**SUPPLIED TEXT**

┌──

Your payment method ending in **** 4567 will be charged $1,499.00.
If you would like to make any changes to your subscription, please visit your account settings or contact our support team before the renewal date.
Thank you for your continued business!
Client Success Team""",
}
email_input_13 = {
"author": "Dr. Roberts <droberts@medical.org>",
"to": "Catherine Qiao <catherine@company.com>",
"subject": "Annual checkup reminder",
"email_thread": """Hello Catherine,
This is a reminder that it's time for your annual checkup. Our records show that your last visit was approximately one year ago.
Please call our office at (555) 123-4567 to schedule an appointment at your earliest convenience.
Best regards,
Dr. Roberts' Office""",
}
email_input_14 = {
"author": "Social Media Platform <notifications@social.com>",
"to": "Catherine Qiao <catherine@company.com>",
"subject": "5 people liked your post",
"email_thread": """Hi Catherine,
5 people liked your recent post about "Machine Learning Techniques for NLP"
See who liked your post and continue the conversation!
[View activity]
To unsubscribe from these notifications, adjust your settings here.
""",
}
email_input_15 = {
"author": "Project Team <project@company.com>",
"to": "Catherine Qiao <catherine@company.com>",
"subject": "Joint presentation next month",
"email_thread": """Hi Catherine,
The leadership team has asked us to prepare a joint presentation on our recent project successes for the all-hands meeting next month.

└──

**PROVIDED INFORMATION**

┌──

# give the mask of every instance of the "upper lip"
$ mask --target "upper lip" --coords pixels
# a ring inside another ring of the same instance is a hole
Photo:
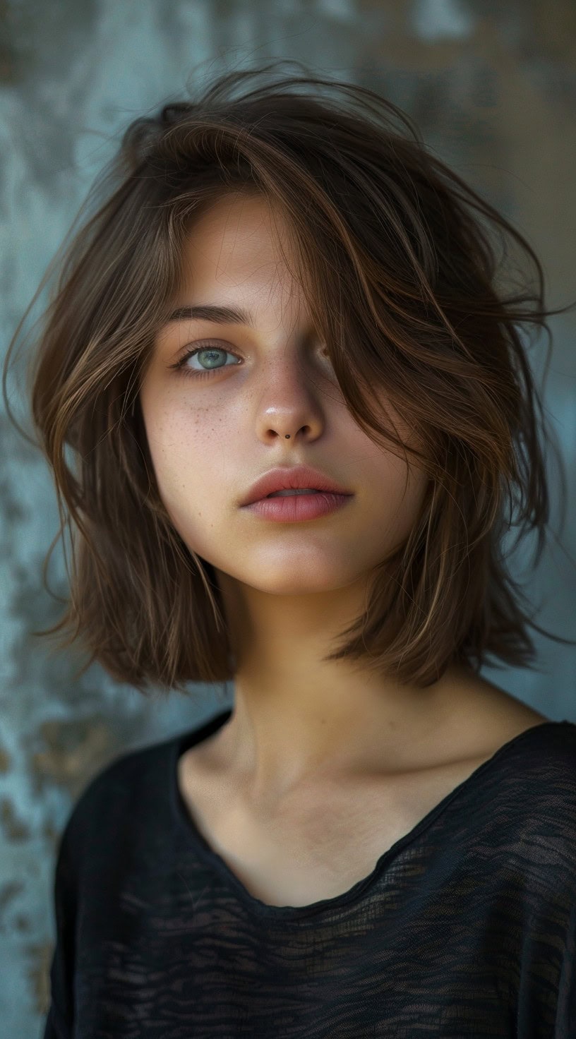
[[[311,490],[331,490],[339,495],[351,495],[351,490],[341,487],[336,480],[320,473],[310,465],[284,465],[270,469],[264,476],[253,483],[241,505],[252,505],[253,502],[273,495],[276,490],[295,490],[297,487],[310,487]]]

└──

**TASKS**
(a) In the sample email data, what telephone number does Dr. Roberts' office ask Catherine to call to schedule an appointment?
(b) Carry on the sample email data from its final sentence.

**YOUR RESPONSES**
(a) (555) 123-4567

(b)
I've started putting together some slides and would appreciate your input on the technical architecture section. Could we schedule about 60 minutes sometime in the next week to collaborate on this?
I'm generally free on Tuesdays and Thursdays.
Thanks,
Project Team""",
}
email_input_16 = {
"author": "Marketing Team <marketing@openai.com>",
"to": "Catherine Qiao <catherine@company.com>",
"subject": "Newsletter: New Model from OpenAI",
"email_thread": """Hi Catherine,
We're excited to announce that we've released a new model from OpenAI!
It's called "GPT-5" and it's a successor to GPT-4.
It's available now and you can find more information [here](https://openai.com/gpt-5).
Thanks,
Marketing Team""",
}
# Triage outputs: "ignore", "notify", "respond"
triage_output_1 = "respond"
triage_output_2 = "ignore"
triage_output_3 = "notify"
triage_output_4 = "respond"
triage_output_5 = "notify"
triage_output_6 = "respond"
triage_output_7 = "respond"
triage_output_8 = "respond"
triage_output_9 = "notify"
triage_output_10 = "respond"
triage_output_11 = "notify"
triage_output_12 = "notify"
triage_output_13 = "respond"
triage_output_14 = "ignore"
triage_output_15 = "respond"
triage_output_16 = "notify"
# Response criteria (when applicable)
response_criteria_1 = """
• Send email with write_email tool call to acknowledge the question and confirm it will be investigated
"""
response_criteria_2 = """
• No response needed
• Ensure this is ignored
"""
response_criteria_3 = """
• No response needed
• Ensure the user is notified
"""
response_criteria_4 = """
• Check calendar availability for Tuesday or Thursday afternoon next week with check_calendar_availability tool call
• Confirm availability for a 45-minute meeting
• Send calendar invite with schedule_meeting tool call
• Send email with write_email tool call to acknowledge tax planning request and notifying that a meeting has been scheduled
"""
response_criteria_5 = """
• No response needed
• Ensure the user is notified
"""
response_criteria_6 = """
• Express interest in attending TechConf 2025
• Ask specific questions about AI/ML workshops
• Inquire about group discount details
• Send email with write_email tool call to express interest in attending TechConf 2025, ask specific questions about AI/ML workshops, and inquire about group discount details
"""
response_criteria_7 = """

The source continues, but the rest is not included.